##### ELENCO DEL MATERIALE
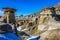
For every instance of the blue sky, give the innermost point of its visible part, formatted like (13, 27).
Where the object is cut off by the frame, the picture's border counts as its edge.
(26, 7)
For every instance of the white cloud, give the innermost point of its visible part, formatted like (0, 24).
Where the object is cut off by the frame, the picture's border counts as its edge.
(1, 13)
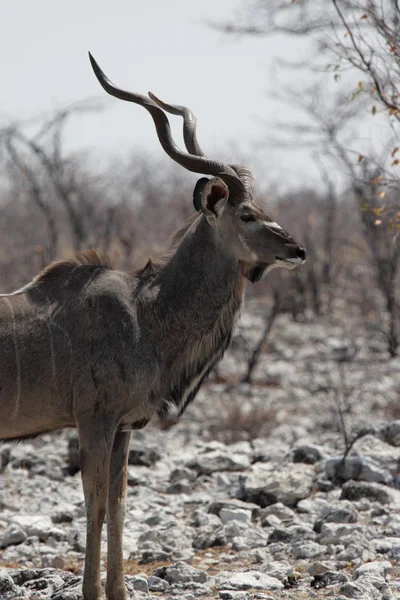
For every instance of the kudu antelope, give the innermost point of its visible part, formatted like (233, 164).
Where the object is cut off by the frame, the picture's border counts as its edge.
(84, 345)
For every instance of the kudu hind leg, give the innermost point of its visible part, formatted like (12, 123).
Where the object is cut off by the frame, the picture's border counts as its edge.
(115, 586)
(96, 438)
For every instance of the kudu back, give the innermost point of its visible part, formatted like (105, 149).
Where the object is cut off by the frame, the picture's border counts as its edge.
(84, 345)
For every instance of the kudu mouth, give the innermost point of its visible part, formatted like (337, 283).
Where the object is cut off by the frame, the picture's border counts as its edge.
(294, 255)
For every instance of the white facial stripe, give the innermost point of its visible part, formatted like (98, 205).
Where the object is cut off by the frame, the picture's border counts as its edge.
(272, 224)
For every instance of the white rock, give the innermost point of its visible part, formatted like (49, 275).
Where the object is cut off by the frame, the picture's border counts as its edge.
(249, 580)
(227, 514)
(377, 568)
(279, 569)
(39, 525)
(12, 535)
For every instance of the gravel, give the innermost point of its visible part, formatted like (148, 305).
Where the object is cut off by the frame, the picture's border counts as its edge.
(275, 515)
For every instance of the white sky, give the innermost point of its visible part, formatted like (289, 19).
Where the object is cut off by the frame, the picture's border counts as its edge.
(165, 47)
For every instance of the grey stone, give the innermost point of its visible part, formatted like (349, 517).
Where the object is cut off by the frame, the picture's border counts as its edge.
(142, 456)
(340, 515)
(307, 454)
(238, 514)
(12, 535)
(307, 549)
(254, 580)
(181, 572)
(355, 490)
(156, 584)
(6, 582)
(378, 568)
(284, 513)
(266, 485)
(233, 504)
(209, 536)
(39, 525)
(183, 473)
(358, 468)
(211, 462)
(139, 583)
(231, 595)
(278, 569)
(179, 487)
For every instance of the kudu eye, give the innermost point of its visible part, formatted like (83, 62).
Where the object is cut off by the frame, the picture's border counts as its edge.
(248, 218)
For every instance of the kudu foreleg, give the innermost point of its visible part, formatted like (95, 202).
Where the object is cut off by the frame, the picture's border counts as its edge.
(96, 438)
(115, 586)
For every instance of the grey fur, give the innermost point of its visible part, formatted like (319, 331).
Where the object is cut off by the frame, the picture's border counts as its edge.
(86, 346)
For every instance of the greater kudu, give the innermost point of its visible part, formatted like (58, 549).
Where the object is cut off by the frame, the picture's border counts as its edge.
(84, 345)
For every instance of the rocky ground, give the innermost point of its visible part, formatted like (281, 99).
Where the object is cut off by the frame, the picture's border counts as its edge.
(248, 496)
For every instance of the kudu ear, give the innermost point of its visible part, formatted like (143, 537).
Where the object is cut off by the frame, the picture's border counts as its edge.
(214, 197)
(197, 192)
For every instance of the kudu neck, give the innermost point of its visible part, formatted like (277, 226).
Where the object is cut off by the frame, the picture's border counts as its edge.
(203, 268)
(200, 281)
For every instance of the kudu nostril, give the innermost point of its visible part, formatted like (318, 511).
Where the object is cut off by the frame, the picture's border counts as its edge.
(301, 253)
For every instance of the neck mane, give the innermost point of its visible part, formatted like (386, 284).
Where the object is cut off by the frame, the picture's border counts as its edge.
(198, 294)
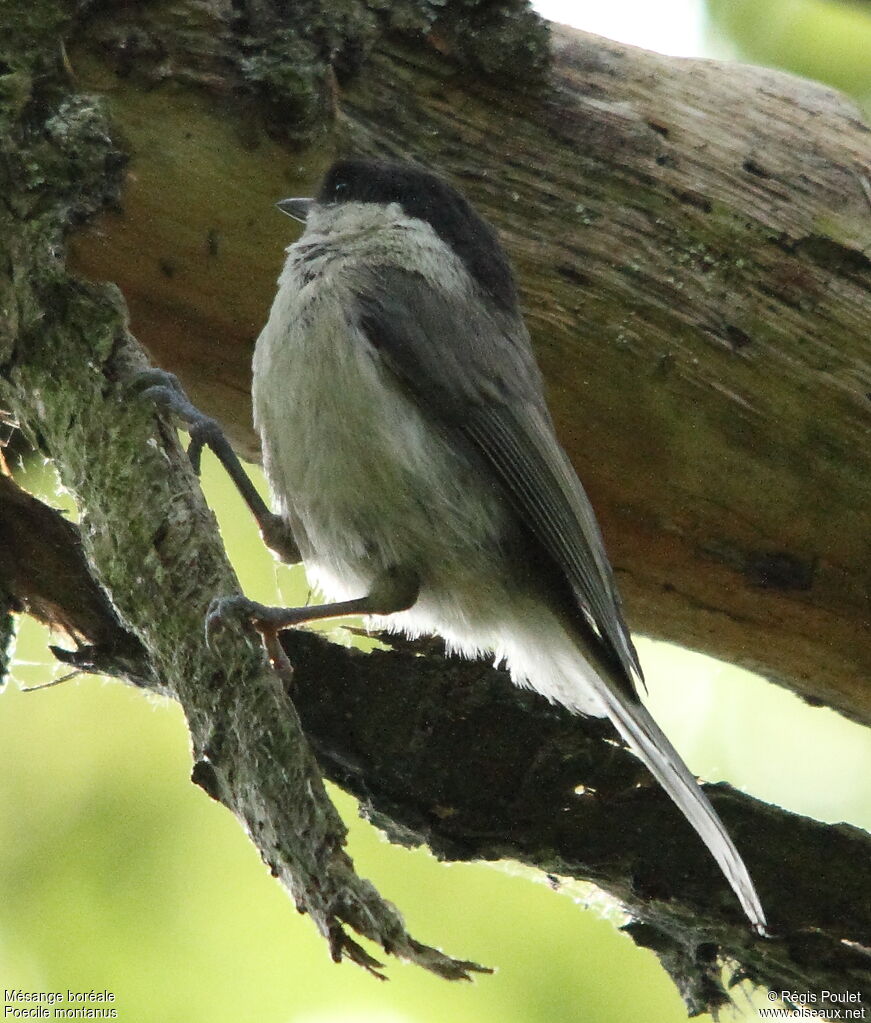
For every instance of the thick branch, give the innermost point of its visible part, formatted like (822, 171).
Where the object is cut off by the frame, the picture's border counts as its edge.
(67, 362)
(450, 755)
(692, 239)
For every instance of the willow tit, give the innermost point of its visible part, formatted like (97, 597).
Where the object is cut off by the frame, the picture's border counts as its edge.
(408, 447)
##########
OBIETTIVO DELL'ESERCIZIO:
Riscrivi tutto il materiale sostituendo ogni occorrenza di "innermost point" con "most central point" e lasciando invariato il resto. Ometti le immagini.

SOLUZIONE DEL COMPITO:
For every instance of the blue sky, give the most central point of its visible part, formatted like (13, 27).
Where the object is cut off by the frame, the picture's border counts as its edge.
(26, 7)
For every instance of the white cloud, give the most central point of its visible part, formatted like (0, 24).
Where the object is cut off by the frame, the picture's border counts as its edge.
(1, 13)
For every instance of the kudu antelope, give the most central point of its visible part, formatted like (233, 164).
Where the object is cut off by the frame, the picture's border counts as its edge.
(84, 345)
For every instance of the kudu hind leg, give the most central point of its visible part, formatted like (12, 123).
Where the object is cut off by the frame, the picture's border counts as its edge.
(115, 586)
(96, 438)
For every instance of the kudu back, give the most central point of its visible part, formatted like (105, 149).
Where the object is cut off by the frame, the picture's border counts as its edge.
(84, 345)
For every instance of the kudu mouth, give the most central point of its visible part, formatted like (337, 283).
Where the object is cut off by the frame, the picture's border counts as its edge.
(294, 255)
For every instance of the white facial stripe, give the most central point of its visible part, formatted like (98, 205).
Where the object is cut off by the frame, the picture's border counts as its edge.
(272, 224)
For every instance of the white rock, give the most central point of its visible part, formatted like (49, 275).
Where the object is cut off by the frame, the picture's border counts as its edge.
(249, 580)
(227, 514)
(377, 568)
(279, 569)
(39, 525)
(12, 535)
For every instance of the gravel, give the most central point of its visible part, formatted like (148, 305).
Where the object is cut off by the frame, the picture's border counts as its edge.
(275, 515)
For every instance of the white sky, give the most central point of its visible part, formatted like (289, 19).
Where the object is cut off by the frame, the picture's border counts as its edge.
(165, 47)
For every instance of the grey stone, give the most central point of its visible part, formatted like (349, 517).
Where the object is cut off by the frame, the picture's border counts as its edge.
(142, 456)
(340, 515)
(307, 454)
(238, 514)
(12, 535)
(307, 549)
(254, 580)
(181, 572)
(355, 490)
(156, 584)
(6, 582)
(378, 568)
(284, 513)
(266, 485)
(233, 504)
(209, 536)
(39, 525)
(183, 473)
(358, 468)
(211, 462)
(139, 583)
(231, 595)
(278, 569)
(179, 487)
For every instance of the kudu eye, give the most central point of its visible part, formatted like (83, 62).
Where the object is cut off by the frame, the picture's border counts as its edge.
(248, 218)
For every instance of the kudu foreleg, give the most central point of its visible part, formatted like (95, 202).
Where the object is cut off by the frame, the picture's border counts as its edge.
(96, 438)
(115, 586)
For every instance of the grey fur, give the most central point of its visible part, formatted like (319, 331).
Where the object is cut off by the frame, the picture's border counts as its edge.
(86, 346)
For every instance of the greater kudu, give the most central point of its visible part, formatted like (58, 549).
Where the object is cut off by the frame, the picture's border counts as its edge.
(84, 345)
For every instance of the rocky ground, give the most central point of its visible part, formatted like (281, 99).
Where the object is cut off by the frame, the picture's border counts as its edge.
(248, 496)
For every instance of the kudu ear, give the most central point of its visible part, formatted like (143, 537).
Where the object is cut off by the frame, the picture's border counts as its edge.
(214, 197)
(197, 192)
For every instance of the kudu neck, give the most central point of its visible part, formatted like (277, 226).
Where the object is cut off by the frame, the picture's border counts as its edge.
(203, 268)
(200, 281)
For every instance of the kudu nostril, give the most central point of its visible part, formatted like (318, 511).
Where the object is cut off by the frame, the picture's border counts as its edge.
(301, 253)
For every instance of the neck mane, give the most central point of its visible part, formatted like (386, 284).
Where the object is cut off by the frame, the picture's border counts as its edge.
(198, 294)
For every instance of the thick branch, give the most central point of its visible part, formatted like (822, 171).
Where the object is cut off by the frame, the picture's border counts as its edge.
(67, 362)
(450, 755)
(692, 239)
For every instance of the willow tit, give the most central point of its visible part, formatted like (97, 597).
Where the object is cut off by the frame, the picture's border counts as its edge.
(408, 447)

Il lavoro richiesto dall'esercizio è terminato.